## What to produce
Starting at the line that contains "of the cucumber" and ending at the last of the rows, write those lines out again with "cucumber slice" replaced by "sliced cucumber" and everything else left unchanged.

[Entries for pointing and labeling]
______
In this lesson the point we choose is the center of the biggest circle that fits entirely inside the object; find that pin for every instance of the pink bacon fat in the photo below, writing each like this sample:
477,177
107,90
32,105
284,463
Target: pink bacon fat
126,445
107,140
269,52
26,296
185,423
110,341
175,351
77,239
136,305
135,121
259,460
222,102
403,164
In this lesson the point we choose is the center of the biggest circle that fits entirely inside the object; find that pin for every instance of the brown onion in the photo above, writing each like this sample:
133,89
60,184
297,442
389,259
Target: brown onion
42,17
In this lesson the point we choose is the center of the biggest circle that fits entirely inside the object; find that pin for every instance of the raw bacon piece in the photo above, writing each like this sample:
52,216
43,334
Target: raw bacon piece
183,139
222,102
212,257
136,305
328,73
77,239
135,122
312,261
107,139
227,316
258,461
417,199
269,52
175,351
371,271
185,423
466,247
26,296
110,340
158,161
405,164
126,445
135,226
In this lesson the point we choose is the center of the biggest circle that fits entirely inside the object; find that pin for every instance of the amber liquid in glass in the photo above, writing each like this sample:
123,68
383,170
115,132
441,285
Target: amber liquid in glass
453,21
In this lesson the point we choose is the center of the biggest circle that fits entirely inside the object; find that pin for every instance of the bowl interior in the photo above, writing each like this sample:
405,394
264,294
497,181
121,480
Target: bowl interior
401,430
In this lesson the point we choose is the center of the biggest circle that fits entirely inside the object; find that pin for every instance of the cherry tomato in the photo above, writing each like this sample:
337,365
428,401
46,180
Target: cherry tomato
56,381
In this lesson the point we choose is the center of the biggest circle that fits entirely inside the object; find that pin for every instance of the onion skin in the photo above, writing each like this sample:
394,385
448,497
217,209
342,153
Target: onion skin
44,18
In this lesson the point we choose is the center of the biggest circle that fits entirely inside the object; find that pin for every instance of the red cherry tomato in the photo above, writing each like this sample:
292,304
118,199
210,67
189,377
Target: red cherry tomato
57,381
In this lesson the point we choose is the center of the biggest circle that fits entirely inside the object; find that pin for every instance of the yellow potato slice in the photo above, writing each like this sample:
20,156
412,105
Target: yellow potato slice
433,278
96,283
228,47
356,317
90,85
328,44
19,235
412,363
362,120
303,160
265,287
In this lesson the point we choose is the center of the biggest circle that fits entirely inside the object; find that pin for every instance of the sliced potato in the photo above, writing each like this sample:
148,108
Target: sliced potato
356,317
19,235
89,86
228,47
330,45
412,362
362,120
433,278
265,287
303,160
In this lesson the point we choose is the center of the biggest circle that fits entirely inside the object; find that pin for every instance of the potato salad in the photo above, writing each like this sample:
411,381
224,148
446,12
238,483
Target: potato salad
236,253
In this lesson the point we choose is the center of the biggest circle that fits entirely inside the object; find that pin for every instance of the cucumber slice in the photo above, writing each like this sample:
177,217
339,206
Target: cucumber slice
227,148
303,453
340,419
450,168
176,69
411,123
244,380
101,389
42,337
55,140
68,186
______
## Answer to this task
In this lesson the point we choose is the center of the biggest circle that fits entirely inside the object; find that pin for every instance of the sliced cucumber in the photo above, writing each like this sample:
177,217
339,206
Target: sliced cucumber
227,148
303,453
340,419
450,168
176,69
411,123
244,380
101,389
42,337
55,140
68,186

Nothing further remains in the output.